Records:
* * * *

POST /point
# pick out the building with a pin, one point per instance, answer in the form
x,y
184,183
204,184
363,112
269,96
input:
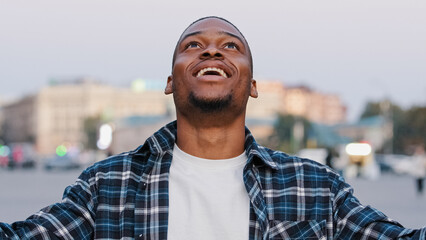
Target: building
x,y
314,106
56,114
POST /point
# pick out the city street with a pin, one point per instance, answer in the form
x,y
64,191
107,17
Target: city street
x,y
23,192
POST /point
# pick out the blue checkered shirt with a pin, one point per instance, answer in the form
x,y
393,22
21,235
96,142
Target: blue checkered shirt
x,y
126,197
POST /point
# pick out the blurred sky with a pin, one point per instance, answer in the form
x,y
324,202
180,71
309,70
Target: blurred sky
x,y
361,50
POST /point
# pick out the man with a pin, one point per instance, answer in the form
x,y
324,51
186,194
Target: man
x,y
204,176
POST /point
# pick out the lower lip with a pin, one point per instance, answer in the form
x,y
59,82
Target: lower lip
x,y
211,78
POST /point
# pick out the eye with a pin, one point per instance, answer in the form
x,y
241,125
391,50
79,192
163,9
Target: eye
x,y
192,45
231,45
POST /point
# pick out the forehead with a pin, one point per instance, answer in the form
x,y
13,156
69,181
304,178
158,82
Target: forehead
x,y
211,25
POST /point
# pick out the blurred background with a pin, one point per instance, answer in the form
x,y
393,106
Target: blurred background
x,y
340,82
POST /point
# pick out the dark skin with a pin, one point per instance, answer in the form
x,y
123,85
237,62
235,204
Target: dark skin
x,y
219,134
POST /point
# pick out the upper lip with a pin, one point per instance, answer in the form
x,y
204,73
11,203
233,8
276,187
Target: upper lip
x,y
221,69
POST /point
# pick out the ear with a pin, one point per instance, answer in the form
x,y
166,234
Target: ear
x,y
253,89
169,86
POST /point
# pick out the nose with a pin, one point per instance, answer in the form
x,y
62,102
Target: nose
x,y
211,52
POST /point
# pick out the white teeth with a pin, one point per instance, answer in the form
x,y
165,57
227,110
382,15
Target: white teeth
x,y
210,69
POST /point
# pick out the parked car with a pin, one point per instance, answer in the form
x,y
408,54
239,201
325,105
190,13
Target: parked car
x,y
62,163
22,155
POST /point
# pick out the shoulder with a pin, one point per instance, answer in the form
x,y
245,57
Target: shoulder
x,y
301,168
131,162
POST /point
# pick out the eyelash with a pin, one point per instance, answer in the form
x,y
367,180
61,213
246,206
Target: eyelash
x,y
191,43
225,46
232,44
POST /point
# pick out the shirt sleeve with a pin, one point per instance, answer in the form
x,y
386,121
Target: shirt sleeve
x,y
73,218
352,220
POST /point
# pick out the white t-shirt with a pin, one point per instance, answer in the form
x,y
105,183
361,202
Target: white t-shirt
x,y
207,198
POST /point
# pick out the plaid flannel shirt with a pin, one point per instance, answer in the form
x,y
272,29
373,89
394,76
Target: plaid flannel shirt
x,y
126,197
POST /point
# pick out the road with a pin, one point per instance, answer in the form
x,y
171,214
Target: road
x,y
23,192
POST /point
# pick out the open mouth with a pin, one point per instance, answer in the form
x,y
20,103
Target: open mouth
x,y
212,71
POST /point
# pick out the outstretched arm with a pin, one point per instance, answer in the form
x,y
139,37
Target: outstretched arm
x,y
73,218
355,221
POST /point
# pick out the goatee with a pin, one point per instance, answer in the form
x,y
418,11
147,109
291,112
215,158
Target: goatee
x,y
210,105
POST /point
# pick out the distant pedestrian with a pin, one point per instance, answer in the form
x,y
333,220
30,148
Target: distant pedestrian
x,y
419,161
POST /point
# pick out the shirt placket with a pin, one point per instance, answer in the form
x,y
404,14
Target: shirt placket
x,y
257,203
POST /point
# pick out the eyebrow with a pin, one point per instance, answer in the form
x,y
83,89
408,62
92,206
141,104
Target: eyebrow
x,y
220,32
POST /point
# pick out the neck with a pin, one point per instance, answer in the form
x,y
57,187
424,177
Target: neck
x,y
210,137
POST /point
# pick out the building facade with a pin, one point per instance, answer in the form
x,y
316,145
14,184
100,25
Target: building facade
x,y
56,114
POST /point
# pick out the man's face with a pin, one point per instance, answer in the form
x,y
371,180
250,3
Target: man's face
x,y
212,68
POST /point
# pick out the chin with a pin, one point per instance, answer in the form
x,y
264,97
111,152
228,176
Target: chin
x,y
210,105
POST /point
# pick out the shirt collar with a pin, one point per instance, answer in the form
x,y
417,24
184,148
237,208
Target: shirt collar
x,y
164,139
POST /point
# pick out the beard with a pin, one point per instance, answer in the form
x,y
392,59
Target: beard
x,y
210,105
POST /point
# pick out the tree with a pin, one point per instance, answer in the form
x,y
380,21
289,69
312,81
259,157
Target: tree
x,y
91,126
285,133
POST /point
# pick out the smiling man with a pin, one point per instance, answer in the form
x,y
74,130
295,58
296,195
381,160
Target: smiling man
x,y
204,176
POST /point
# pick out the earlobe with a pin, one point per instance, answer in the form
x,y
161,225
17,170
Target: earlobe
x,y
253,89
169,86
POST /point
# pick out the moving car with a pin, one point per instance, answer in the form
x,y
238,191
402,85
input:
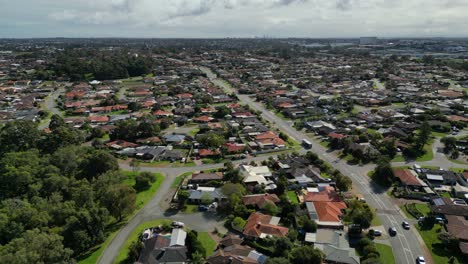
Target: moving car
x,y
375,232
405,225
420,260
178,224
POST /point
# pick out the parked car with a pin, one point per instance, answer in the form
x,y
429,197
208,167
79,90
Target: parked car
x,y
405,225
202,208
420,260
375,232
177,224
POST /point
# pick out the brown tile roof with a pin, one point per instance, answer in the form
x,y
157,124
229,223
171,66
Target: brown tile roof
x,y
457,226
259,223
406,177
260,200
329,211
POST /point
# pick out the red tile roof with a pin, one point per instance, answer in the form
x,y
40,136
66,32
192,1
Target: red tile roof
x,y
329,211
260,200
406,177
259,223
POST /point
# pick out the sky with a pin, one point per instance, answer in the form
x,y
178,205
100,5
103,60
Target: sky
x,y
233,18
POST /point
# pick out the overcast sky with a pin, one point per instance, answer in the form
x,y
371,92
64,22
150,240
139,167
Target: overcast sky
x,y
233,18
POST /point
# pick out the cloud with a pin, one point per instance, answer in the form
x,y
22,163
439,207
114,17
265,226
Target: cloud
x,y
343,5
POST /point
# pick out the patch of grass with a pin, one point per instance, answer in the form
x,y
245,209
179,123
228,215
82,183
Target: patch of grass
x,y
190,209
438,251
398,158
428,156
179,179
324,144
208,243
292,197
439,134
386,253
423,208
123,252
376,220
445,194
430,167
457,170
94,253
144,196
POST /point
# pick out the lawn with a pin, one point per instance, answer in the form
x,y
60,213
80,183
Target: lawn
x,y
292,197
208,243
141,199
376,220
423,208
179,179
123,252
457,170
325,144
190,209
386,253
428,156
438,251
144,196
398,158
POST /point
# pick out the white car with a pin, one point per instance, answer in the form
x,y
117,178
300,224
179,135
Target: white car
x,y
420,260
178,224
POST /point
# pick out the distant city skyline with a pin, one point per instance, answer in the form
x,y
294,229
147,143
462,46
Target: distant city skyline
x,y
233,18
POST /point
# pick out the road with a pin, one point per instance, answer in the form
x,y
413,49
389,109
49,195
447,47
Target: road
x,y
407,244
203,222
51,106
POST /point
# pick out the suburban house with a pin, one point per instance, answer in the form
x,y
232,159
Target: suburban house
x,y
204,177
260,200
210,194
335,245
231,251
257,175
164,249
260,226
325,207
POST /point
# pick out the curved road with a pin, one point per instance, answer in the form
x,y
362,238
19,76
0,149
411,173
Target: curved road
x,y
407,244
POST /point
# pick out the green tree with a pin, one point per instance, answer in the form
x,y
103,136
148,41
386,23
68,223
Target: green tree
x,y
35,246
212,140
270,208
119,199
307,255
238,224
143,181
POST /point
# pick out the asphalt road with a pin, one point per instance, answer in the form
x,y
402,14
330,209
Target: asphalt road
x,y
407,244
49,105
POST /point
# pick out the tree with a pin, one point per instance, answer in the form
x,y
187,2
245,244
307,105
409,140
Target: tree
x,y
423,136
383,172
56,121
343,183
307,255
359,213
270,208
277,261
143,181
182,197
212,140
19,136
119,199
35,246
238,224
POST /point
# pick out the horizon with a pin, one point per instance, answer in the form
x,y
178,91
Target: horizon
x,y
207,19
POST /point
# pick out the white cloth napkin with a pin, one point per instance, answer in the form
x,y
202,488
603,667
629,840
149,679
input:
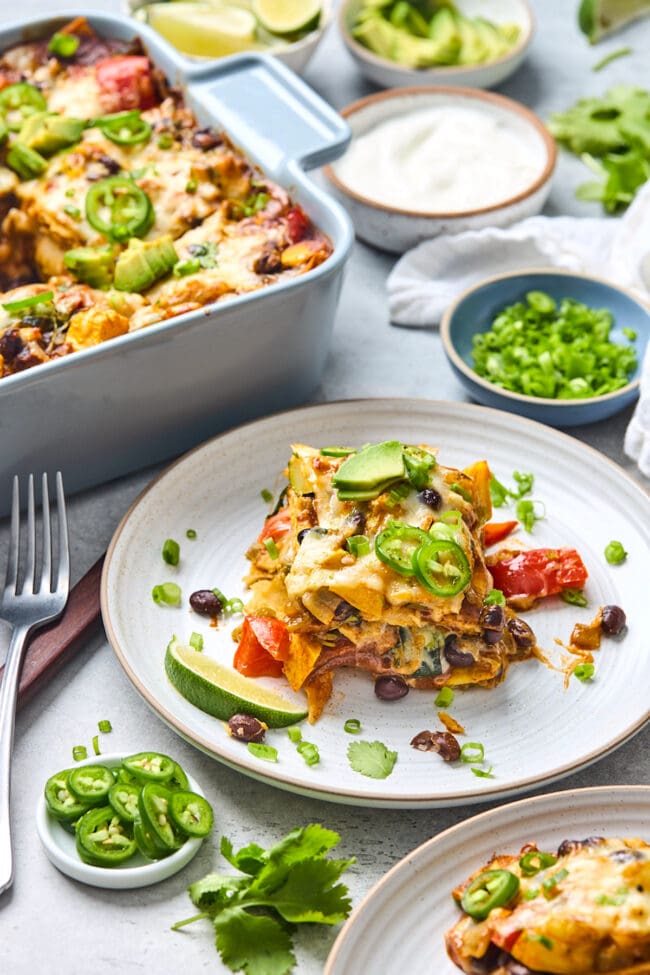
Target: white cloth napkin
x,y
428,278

* * * *

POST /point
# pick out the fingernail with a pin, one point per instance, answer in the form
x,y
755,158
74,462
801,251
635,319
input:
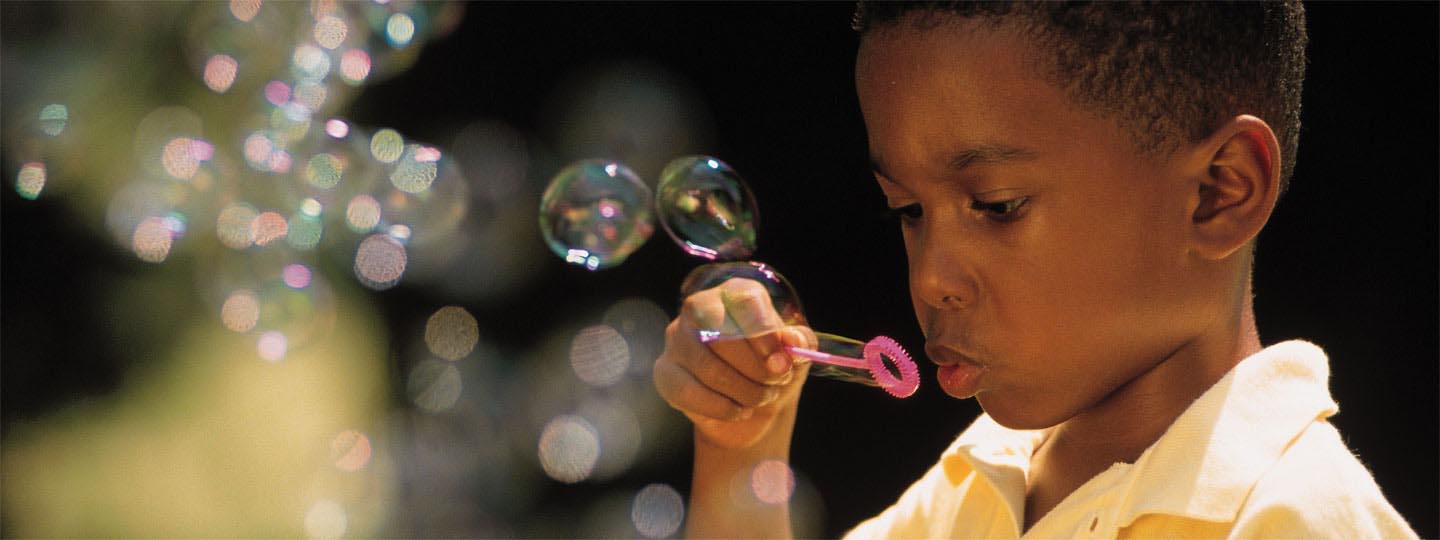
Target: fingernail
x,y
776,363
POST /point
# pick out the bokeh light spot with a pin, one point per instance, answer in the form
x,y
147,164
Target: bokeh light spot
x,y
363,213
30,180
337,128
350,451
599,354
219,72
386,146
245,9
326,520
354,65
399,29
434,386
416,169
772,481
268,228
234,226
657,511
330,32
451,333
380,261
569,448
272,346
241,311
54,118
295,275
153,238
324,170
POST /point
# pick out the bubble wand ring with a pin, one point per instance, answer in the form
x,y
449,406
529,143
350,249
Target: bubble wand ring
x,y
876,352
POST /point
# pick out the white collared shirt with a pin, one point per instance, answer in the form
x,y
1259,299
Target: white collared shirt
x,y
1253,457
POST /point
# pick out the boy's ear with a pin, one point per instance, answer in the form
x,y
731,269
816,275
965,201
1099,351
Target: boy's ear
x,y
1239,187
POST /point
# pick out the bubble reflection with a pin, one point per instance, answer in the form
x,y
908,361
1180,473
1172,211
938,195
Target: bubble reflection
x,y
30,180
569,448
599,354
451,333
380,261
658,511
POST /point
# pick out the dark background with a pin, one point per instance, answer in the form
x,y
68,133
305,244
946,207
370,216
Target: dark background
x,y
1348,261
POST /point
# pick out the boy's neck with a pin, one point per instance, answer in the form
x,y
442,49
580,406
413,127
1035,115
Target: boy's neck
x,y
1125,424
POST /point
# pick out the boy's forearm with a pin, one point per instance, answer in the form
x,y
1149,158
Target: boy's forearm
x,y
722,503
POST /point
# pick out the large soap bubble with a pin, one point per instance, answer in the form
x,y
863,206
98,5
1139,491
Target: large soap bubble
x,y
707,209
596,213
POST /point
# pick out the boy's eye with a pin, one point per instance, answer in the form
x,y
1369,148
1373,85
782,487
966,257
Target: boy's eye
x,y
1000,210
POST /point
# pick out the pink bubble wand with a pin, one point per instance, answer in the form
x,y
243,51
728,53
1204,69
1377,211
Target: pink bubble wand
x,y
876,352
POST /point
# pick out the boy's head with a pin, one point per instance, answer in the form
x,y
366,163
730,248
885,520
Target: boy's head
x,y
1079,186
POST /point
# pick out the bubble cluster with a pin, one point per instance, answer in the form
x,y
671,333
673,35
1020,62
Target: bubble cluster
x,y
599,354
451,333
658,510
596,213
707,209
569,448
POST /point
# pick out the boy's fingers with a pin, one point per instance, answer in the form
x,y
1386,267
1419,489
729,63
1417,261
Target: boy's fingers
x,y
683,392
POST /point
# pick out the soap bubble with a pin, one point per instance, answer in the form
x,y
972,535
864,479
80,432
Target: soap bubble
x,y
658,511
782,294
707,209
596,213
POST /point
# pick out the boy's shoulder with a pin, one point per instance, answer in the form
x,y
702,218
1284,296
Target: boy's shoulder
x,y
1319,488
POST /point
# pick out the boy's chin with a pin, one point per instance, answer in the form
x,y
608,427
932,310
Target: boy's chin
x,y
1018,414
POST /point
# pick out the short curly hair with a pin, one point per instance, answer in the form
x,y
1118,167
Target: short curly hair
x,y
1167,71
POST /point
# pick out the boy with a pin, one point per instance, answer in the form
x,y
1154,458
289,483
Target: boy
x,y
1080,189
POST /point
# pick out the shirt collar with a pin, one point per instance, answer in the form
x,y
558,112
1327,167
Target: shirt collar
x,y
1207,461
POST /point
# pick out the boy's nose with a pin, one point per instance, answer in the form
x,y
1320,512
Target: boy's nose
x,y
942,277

* * * *

What you are asked to do
Collect every line in the records above that contains the string "hair", with case counting toward a match.

Answer below
# pick out the short curly hair with a pin, one point per instance, answer in the form
Target: short curly hair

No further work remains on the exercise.